(Source records)

● ● ● ● ●

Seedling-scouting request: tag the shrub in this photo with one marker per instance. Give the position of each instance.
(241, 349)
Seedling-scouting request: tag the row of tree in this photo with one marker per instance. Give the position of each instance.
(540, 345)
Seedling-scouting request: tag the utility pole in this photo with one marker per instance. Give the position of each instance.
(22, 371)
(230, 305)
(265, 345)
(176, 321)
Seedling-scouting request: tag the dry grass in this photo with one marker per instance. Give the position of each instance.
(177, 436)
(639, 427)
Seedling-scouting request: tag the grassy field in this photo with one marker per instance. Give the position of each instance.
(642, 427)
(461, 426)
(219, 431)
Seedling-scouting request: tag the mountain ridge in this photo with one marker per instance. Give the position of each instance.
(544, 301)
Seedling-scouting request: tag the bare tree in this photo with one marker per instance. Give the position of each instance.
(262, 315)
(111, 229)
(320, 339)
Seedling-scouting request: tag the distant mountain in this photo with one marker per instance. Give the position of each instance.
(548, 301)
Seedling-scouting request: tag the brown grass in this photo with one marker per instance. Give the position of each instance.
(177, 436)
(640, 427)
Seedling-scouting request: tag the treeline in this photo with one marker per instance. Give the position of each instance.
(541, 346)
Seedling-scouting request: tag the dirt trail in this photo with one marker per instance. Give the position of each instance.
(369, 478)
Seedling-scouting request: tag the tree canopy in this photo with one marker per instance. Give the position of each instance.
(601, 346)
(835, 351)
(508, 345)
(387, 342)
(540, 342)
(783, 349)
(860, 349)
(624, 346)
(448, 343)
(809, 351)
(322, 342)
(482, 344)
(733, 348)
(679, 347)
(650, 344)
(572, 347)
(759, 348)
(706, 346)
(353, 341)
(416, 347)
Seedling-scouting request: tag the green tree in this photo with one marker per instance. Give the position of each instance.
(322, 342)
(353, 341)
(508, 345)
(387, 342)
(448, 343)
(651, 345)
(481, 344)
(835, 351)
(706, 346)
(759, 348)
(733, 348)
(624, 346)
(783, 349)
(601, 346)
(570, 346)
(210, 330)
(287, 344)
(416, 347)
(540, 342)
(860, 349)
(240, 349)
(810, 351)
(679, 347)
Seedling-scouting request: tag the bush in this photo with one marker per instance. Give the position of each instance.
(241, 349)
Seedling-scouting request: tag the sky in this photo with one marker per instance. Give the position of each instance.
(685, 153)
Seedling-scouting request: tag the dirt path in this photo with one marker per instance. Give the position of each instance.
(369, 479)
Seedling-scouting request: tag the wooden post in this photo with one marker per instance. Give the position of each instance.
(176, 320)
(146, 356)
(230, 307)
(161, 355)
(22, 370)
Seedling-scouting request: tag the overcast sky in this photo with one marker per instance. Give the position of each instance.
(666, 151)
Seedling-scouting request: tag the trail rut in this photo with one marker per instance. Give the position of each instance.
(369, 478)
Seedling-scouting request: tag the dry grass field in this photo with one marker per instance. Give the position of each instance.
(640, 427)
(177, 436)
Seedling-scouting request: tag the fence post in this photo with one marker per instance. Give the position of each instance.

● ● ● ● ●

- What you have to do:
With the entries above as the source, set down exactly the lines from the one holding "Seedling-scouting request: tag the sky" through the last line, both ends included.

- Exercise answer:
Seedling-scouting request: tag the sky in this photo with one marker per instance. Give the position of each instance.
(685, 153)
Seedling-scouting request: tag the dirt path in this photo with one marker per instance. Give the position of each instance.
(369, 479)
Seedling-scouting request: tag the wooden post in this photo with one marker per instance. Give the position of each instance.
(176, 320)
(146, 356)
(230, 307)
(161, 355)
(22, 370)
Seedling-scouting request: tag the overcast sky in this photo with one marker per instance. Give the position of each instance.
(666, 151)
Seedling-scouting request: tag the trail rut in this photo with one marker per instance. Give the position of each instance.
(369, 478)
Seedling-scouting request: tag the dry grass field in this photo with one marker per instance. Give the position of each instance.
(640, 427)
(177, 436)
Seedling-scouting request: tag the fence post in this photo with one marker per instance. Give the position of each instance.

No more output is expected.